BRIEF A:
Answer these from the bullfight passage:
(i) How long is the steel blade at one end of each banderilla?
(ii) How do the matador and his mates guide their mounts?
(iii) How many yards separate the two animals when the horse breaks its straight-on stride?
BRIEF B: Resume the bullfight passage after its last sentence and write what happens next in the ring.

TEXT SEGMENT:
══════════
The horse stills himself so the matador can
stand up again in the stirrups, lifting a
pair of two-foot-long banderillas, each the
thickness of pool cues, one in each hand.
One end of each banderilla has a three-inch
steel blade with sharp, jagged serrations
cut into both edges; the other end has a
colorful spray of three-inch paper tassels.
Holding each banderilla by its tassel end,
the matador brandishes them overhead for
the crowd to see.
They roar and whistle wildly: “Ole'! Ole'!
Ole'!"
The matador drops back into his saddle holding
the two banderillas in his hands. Now we
understand why he and his mates guide their
mounts with knee pressure rather than reins.
But, clearly, that animal does not need guidance
from its rider. It knows.
A hush of anticipation settles over the crowd.
They, too, know. Then the bull moves, cutting
a small, tentative arc to its right, gauging
its opponent’s response. The horse quickly
follows suit, cutting to its right, keeping
aligned exactly opposite the bull across
the ring. In fact, both rumps practically
touch the inner wall. The crowd tenses….
The horse's front hooves beat out a steady
tattoo on the sand, tapping up and down in
a nervous, prancing movement as he searches
out whatever he is looking for. Whatever
that is, whatever kind of opening he is seeking,
he finally finds it and takes off like a
shot straight across the ring—straight at
the startled bull!
Unlike the first time, when the horse baited
the bull into chasing him around the ring
to tire him out, this time he doesn’t break
left or right. He continues dead ahead like
a runaway freight train, straight at the
bull, who doesn’t stay startled for long.
Instincts take over yet again as he retaliates,
bolting straight at the horse, zero to thirty
m.p.h. in only a few menacing strides. In
two seconds—three at most—it seems too late
to avoid a collision, yet neither animal
shows the slightest inclination to turn away.
The bull seems bound to shear that daring
horse's front legs off and turn them into
bloody stumps, about where they attach to
his body. We can only brace ourselves for
the inevitable impact.
Suddenly, when only five or six yards separates
the two charging beasts, the horse breaks
its straight-on stride and he gives the bull
a head fake! As in basketball or football
or hockey or soccer, he zigs when his opponent
thinks he will zag. He pulls his forelegs
together and plants them to his left, outwardly
appearing to be moving in that direction.
══════════
RECORD EXCERPTS:
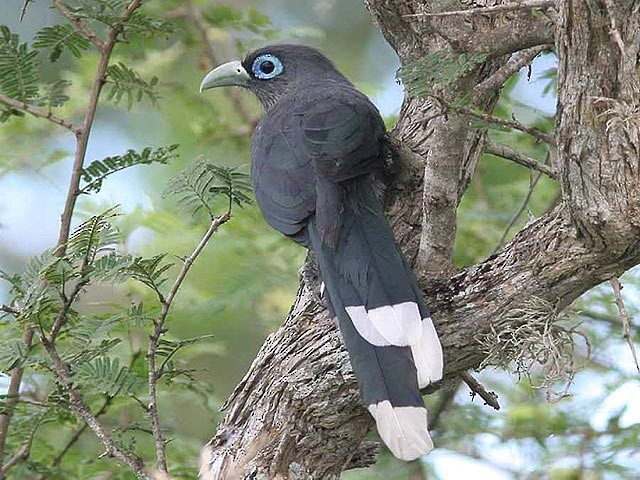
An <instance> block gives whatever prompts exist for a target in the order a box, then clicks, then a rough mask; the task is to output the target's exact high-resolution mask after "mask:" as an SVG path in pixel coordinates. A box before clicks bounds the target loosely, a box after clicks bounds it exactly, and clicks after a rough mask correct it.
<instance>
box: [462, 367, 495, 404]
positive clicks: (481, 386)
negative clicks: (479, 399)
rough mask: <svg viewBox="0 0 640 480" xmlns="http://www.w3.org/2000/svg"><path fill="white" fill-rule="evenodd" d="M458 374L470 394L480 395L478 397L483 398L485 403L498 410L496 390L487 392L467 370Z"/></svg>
mask: <svg viewBox="0 0 640 480" xmlns="http://www.w3.org/2000/svg"><path fill="white" fill-rule="evenodd" d="M458 376H459V377H460V378H461V379H462V380H463V381H464V383H466V384H467V386H468V387H469V388H470V389H471V394H472V395H475V394H478V395H480V398H482V399H483V400H484V402H485V405H489V406H490V407H492V408H494V409H496V410H500V404H499V403H498V395H497V394H496V392H488V391H487V389H486V388H484V387H483V386H482V385H481V384H480V382H478V381H477V380H476V379H475V378H473V377H472V376H471V374H470V373H469V372H461V373H459V374H458Z"/></svg>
══════════
EXERCISE RESPONSE A:
(i) Three inches.
(ii) With knee pressure rather than reins.
(iii) Five or six yards.

EXERCISE RESPONSE B:
Naturally, the bull veers with him. But as
soon as the horse's front hooves are planted
in the sand, he pops them back to his right,
back to his original line of momentum.
While the horse does that, the bull completely
swallows the head fake and goes thundering
past horse and rider, only inches from the
horse's left flank. It’s like watching a
narrowly averted train wreck—and it isn't
over. As the bull goes tearing alongside,
the matador leans over in his saddle, down
to where the bull is, and jams both banderillas
into the hump of muscle atop his forelegs.
Each three-inch jagged blade bites into the
muscle and holds, leaving the two-foot-long
wooden darts above them to swirl and sway
with every movement from then on. Meanwhile,
the colored paper streamers on the ends contrast
with the bull's black hide like candy canes
against a dark Christmas stocking.
Everyone in the arena cuts loose with those
shrill whistles and a booming roar of approval.
"Ole'! Ole'! Ole'!" This now includes
you and me, shouting at full volume.
* * * * *
Before we go further, something must be said
about basic bull intelligence: it isn’t much.
If classic matadors can sweep a cape in front
of a bull's face for twenty minutes or more
and it can't figure out that behind the cape
is not where the action is, we should not
be surprised to learn that the same animals
can be successfully head-faked by horses
— apparently a vastly superior intelligence.
This is amplified upon when the horse gets
in front of the bull again and leads it on
another fruitless two-lap chase around the
ring.
We have seen this before. The horse suddenly
sprints away to square off with the bull
from the opposite side of the ring. The matador
stands up in his stirrups to brandish another
pair of banderillas. The crowd is duly appreciative,
then the familiar hush falls so the horse
can undistractedly choose his moment to bolt
toward the bull. The bull reacts as before,
launching himself in an all-out counterattack.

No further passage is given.